Excerpted data —
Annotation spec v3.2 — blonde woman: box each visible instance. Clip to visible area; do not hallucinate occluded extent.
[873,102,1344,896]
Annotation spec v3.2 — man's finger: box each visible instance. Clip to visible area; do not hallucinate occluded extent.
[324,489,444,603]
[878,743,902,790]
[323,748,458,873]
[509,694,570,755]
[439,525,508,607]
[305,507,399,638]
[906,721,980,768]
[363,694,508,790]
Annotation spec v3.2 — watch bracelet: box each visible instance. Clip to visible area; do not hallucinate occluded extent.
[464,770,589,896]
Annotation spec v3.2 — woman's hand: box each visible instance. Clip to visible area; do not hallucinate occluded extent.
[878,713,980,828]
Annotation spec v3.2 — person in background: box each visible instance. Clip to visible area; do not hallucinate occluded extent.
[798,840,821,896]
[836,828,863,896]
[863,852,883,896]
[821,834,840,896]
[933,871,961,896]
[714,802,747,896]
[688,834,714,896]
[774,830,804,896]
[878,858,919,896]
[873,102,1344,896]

Set problem — Could you reproduce every line of the material above, leaving the "Annotation spec v3.2" lines unchanged and shifting each bounding box coordinate up by 26?

Output of the exercise —
Annotation spec v3.2 — blonde woman: box each visible instance. Clip to visible area; do not hallucinate occluded extent.
[899,128,1370,922]
Annotation spec v3.2 — man's finger: box each visible instance. Clip to visible area; do not hallucinate occluded extent.
[350,515,470,629]
[904,769,928,816]
[349,774,484,899]
[535,720,596,781]
[465,551,534,633]
[331,533,425,664]
[932,747,1006,794]
[389,720,534,816]
Annotation spec v3.2 — watch bracelet: box each visible instance. Clip to visible area; do not hallucinate occluded extent.
[490,796,615,922]
Annotation spec v3.2 — woman's hand: box each visible instance. Clip to visible area; do not hallucinate occluded extent.
[904,739,1006,854]
Annotation spec v3.2 — person in background: box each visible instance. Clip to visible area; do not hallucinate occluded extent.
[824,866,847,922]
[862,854,889,922]
[889,878,909,922]
[847,860,866,922]
[959,897,987,922]
[740,828,773,922]
[714,860,740,922]
[800,856,830,922]
[904,884,945,922]
[899,128,1370,922]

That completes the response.